## [Consigne 1]
Combien de lignes des enregistrements contiennent le mot "black" ? Tenez compte des majuscules et minuscules, et donnez uniquement le nombre.

## [Texte retenu]
==================================================

Au delà de cette différence de sensibilité envers les plantes par rapport aux animaux, il y a aussi des effets sur la perception de la seconde cible C2 selon ce qui précède. Les résultats suggèrent que l’attention visuelle a une période réfractaire différente selon ce qui a été détecté auparavant. Si auparavant (durant C1) des images d’animaux ont été perçues, alors cela induit une baisse immédiate dans la capacité de détection de la cible neutre C2, effet qui n’existe pas si ce sont des plantes en C1. Autrement dit, la vue d’un animal retient l’attention ce qui agit sur la suite mais pas les plantes ! Il y a donc bien dans les mécanismes d’encodage de l’information un biais structurel en faveur des animaux. 

Parents végétaux

Cependant, dès lors qu’on élargit les observations au delà des sociétés occidentales modernes, on découvre que de nombreux groupes sociaux ou ethnies sont en fait très liés aux plantes et ne souffrent pas du tout de cécité botanique. Les travaux ethnographiques dont ceux célèbres en France de P. Descola nous éclairent largement sur cet aspect méconnu en Occident. 

Chez les aborigènes australiens, les plantes sont perçues comme ayant une affiliation avec les humains : autrement dit, plantes et humains partagent un ancêtre commun (ce qui est parfaitement vrai du point de vue scientifique puisque tous les êtres vivants dérivent d’un même ancêtre commun dans l’arbre du vivant). Cette vision des végétaux implique envers eux des obligations de responsabilité, de solidarité et d’attention sans exclure la possibilité de les exploiter : on retombe bien ici sur les buts visés par les politiques de conservation de la biodiversité ! Dans cette logique, les aborigènes se regroupent en clans basés sur leurs ascendances avec le monde vivant qui les entoure ; ainsi, chaque clan, selon la ou les espèces auxquelles il se déclare affilié, aura son originalité. Par exemple, dans la communauté Yanyuwa de la région côtière du nord de l’Australie, une étude rapporte un individu qui s’identifiait à un « pin tire-bouchon », une espèce de Pandanus (arbres ressemblants à des palmiers), et le considérait comme le frère de sa grand-mère maternelle. On retrouve de tels faits dans de nombreuses autres ethnies de par le monde : papous, maoris, inuits, sibériens, indiens d’Amérique du nord, … Ces exemples démontrent donc que la perception des végétaux dépend aussi une forte dimension culturelle ; si celle-ci incorpore les végétaux comme êtres vivants affiliés au groupe humain, alors la cécité botanique se trouve fortement atténuée : le « handicap » est surmontable sans problèmes ! Nous avons donc beaucoup à apprendre de ces pratiques culturelles pour nous en inspirer et en extraire des méthodes, des approches permettant de dépasser les obstacles physiologiques.

==================================================

Étiquettes de points d'objets
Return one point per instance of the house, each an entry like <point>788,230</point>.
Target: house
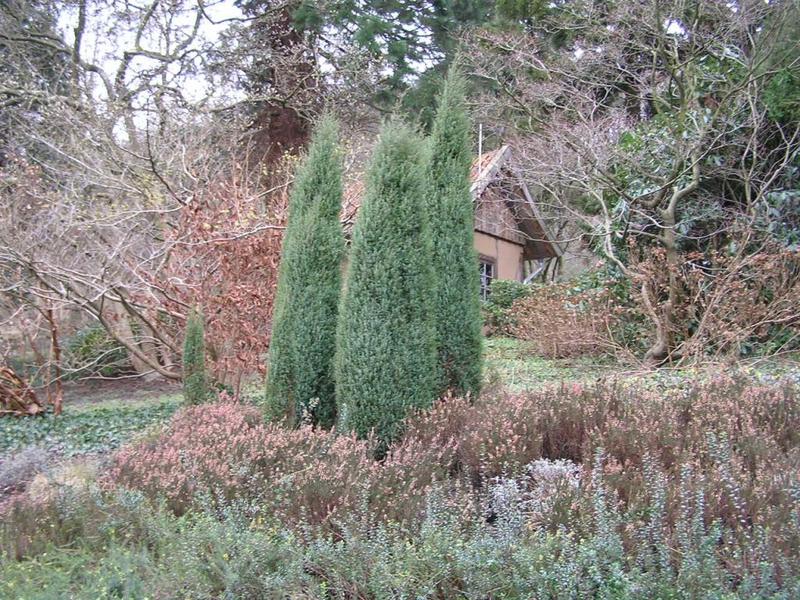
<point>511,238</point>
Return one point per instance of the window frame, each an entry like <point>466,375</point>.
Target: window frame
<point>486,261</point>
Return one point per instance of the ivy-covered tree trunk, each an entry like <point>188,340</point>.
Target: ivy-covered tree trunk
<point>195,382</point>
<point>300,381</point>
<point>386,351</point>
<point>457,311</point>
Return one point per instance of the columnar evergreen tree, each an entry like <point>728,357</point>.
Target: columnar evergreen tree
<point>300,378</point>
<point>457,311</point>
<point>386,352</point>
<point>195,381</point>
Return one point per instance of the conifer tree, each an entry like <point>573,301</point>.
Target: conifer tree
<point>195,381</point>
<point>300,381</point>
<point>457,311</point>
<point>386,351</point>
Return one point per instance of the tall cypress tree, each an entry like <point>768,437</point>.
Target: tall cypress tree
<point>195,382</point>
<point>386,352</point>
<point>300,378</point>
<point>457,311</point>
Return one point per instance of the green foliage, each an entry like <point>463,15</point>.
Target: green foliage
<point>195,382</point>
<point>300,380</point>
<point>386,352</point>
<point>502,294</point>
<point>85,431</point>
<point>782,96</point>
<point>91,351</point>
<point>457,310</point>
<point>714,516</point>
<point>408,39</point>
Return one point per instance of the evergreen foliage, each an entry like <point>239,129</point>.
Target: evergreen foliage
<point>300,379</point>
<point>195,382</point>
<point>457,310</point>
<point>386,352</point>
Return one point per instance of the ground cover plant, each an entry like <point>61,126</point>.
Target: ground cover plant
<point>89,429</point>
<point>612,488</point>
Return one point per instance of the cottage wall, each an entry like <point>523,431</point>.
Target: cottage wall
<point>507,255</point>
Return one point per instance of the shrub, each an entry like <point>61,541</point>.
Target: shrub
<point>561,321</point>
<point>91,351</point>
<point>615,489</point>
<point>195,382</point>
<point>456,310</point>
<point>386,352</point>
<point>221,453</point>
<point>300,378</point>
<point>497,308</point>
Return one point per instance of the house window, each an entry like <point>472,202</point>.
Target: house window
<point>487,270</point>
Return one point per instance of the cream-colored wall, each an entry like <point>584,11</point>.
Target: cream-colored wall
<point>507,255</point>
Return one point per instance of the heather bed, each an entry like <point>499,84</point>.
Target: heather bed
<point>612,488</point>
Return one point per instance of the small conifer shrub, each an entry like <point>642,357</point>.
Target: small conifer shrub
<point>457,309</point>
<point>300,384</point>
<point>195,381</point>
<point>386,351</point>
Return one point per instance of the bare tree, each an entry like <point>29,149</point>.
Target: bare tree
<point>650,126</point>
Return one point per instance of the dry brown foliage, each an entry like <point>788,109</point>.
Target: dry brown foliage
<point>562,323</point>
<point>729,304</point>
<point>16,397</point>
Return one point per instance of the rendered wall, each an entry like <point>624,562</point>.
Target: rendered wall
<point>507,256</point>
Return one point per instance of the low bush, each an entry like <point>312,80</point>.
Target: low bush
<point>561,321</point>
<point>220,453</point>
<point>614,489</point>
<point>497,314</point>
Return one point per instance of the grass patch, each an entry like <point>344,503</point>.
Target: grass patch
<point>88,429</point>
<point>515,366</point>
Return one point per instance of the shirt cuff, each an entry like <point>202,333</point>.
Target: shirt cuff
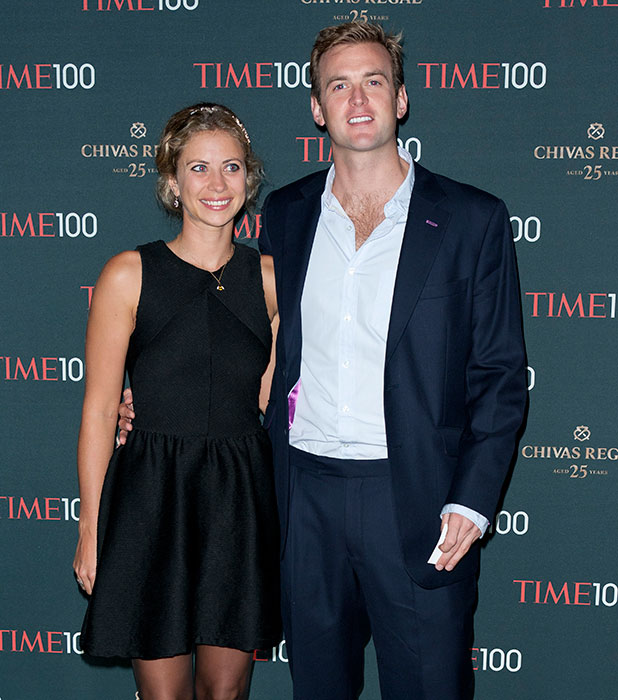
<point>479,520</point>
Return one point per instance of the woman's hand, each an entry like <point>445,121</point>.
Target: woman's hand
<point>85,562</point>
<point>125,410</point>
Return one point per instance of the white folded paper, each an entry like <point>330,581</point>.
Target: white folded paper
<point>437,553</point>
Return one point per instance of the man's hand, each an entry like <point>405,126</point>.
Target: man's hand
<point>459,538</point>
<point>126,413</point>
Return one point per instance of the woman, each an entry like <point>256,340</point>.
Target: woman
<point>178,536</point>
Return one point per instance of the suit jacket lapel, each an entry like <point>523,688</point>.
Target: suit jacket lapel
<point>300,224</point>
<point>425,228</point>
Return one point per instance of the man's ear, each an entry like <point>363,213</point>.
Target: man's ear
<point>402,102</point>
<point>316,111</point>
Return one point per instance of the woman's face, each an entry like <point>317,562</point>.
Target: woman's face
<point>211,179</point>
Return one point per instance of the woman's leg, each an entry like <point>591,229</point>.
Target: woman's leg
<point>222,673</point>
<point>164,679</point>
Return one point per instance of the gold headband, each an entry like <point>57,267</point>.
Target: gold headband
<point>208,108</point>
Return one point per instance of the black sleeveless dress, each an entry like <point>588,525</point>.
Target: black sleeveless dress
<point>187,530</point>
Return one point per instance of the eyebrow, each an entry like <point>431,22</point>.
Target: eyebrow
<point>207,162</point>
<point>368,74</point>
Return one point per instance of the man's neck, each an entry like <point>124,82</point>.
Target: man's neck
<point>368,173</point>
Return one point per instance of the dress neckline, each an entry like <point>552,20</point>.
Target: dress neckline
<point>182,261</point>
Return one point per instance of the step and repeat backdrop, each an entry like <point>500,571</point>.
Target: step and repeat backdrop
<point>518,98</point>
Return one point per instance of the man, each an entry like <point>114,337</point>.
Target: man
<point>398,390</point>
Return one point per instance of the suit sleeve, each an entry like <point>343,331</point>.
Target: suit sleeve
<point>496,391</point>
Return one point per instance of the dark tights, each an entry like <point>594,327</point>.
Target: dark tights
<point>220,674</point>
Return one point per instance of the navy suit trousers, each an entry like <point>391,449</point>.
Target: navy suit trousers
<point>344,580</point>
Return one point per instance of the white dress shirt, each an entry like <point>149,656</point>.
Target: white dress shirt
<point>345,312</point>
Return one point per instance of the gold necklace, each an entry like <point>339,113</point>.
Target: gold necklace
<point>220,287</point>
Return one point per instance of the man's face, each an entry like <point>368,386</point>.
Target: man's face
<point>358,103</point>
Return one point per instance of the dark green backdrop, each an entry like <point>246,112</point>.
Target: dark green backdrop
<point>518,98</point>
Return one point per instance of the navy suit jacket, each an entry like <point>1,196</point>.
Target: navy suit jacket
<point>455,373</point>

==================================================

## [Consigne 2]
Dans le texte sur la cécité botanique, à quelle plante un individu de la communauté Yanyuwa s'identifiait-il ?

## [Réponse rédigée 1]
2

## [Réponse rédigée 2]
À un « pin tire-bouchon », une espèce de Pandanus.